SET EXERCISE:
Rewrite every line of the items from the line with "[region] <item>hand holding papers</item>" through the end of the items, both ends included. Shift each coordinate in the traced outlines by adding 146 to it, and leave all other lines unchanged.

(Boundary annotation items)

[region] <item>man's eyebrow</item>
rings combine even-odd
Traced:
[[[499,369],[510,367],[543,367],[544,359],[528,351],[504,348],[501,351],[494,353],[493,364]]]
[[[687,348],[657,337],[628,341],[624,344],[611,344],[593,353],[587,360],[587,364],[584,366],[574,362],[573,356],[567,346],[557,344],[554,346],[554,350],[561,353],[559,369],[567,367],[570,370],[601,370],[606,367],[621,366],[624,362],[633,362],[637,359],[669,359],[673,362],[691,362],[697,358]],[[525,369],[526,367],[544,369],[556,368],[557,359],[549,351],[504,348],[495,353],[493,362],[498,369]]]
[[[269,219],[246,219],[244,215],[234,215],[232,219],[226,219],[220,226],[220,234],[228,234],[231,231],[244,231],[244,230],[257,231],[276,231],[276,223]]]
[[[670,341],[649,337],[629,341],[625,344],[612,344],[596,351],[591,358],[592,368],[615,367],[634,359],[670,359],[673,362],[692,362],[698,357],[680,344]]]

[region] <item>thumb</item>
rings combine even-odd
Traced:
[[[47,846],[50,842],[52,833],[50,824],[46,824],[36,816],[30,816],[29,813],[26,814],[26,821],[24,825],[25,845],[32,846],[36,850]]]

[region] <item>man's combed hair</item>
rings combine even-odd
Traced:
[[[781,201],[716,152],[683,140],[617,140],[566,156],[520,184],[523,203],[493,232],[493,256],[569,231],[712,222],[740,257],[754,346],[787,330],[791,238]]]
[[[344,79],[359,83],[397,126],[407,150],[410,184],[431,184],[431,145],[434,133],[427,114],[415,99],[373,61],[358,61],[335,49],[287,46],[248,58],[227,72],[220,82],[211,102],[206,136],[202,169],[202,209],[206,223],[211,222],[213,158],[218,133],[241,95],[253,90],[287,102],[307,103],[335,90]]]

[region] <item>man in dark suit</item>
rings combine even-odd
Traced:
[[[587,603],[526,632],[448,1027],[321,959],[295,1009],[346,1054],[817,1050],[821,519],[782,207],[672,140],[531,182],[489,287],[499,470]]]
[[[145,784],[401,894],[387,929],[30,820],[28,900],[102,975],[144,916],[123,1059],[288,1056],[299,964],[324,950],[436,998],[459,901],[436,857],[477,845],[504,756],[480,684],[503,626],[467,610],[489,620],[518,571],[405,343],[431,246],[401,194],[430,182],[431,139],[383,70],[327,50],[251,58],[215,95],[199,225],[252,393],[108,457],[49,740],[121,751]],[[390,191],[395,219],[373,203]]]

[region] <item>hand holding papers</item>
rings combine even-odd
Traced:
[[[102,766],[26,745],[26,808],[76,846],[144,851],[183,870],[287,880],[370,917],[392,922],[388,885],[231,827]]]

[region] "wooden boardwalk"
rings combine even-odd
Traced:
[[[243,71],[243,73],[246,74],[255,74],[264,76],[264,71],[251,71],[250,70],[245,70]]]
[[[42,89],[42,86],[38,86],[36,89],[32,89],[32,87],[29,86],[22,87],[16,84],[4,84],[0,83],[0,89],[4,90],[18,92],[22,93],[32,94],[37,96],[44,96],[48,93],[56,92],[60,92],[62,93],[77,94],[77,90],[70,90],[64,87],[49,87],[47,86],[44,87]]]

RESPONSE:
[region] <item>hand holding papers</item>
rings combine even-odd
Traced:
[[[248,912],[172,891],[172,954],[222,992],[290,997],[329,1016],[433,1026],[516,1063],[538,1068],[534,1031],[377,973]]]

[region] "wooden boardwalk"
rings combine even-odd
Traced:
[[[389,217],[389,219],[392,220],[401,220],[410,222],[410,217],[397,217],[396,216],[391,216]]]
[[[188,235],[188,232],[184,232],[182,235],[178,235],[178,233],[175,232],[168,233],[162,230],[150,230],[146,229],[146,235],[150,236],[164,238],[168,239],[178,240],[183,242],[190,242],[194,239],[202,238],[206,238],[208,239],[223,240],[223,236],[216,236],[210,233],[195,233],[193,232],[190,233]]]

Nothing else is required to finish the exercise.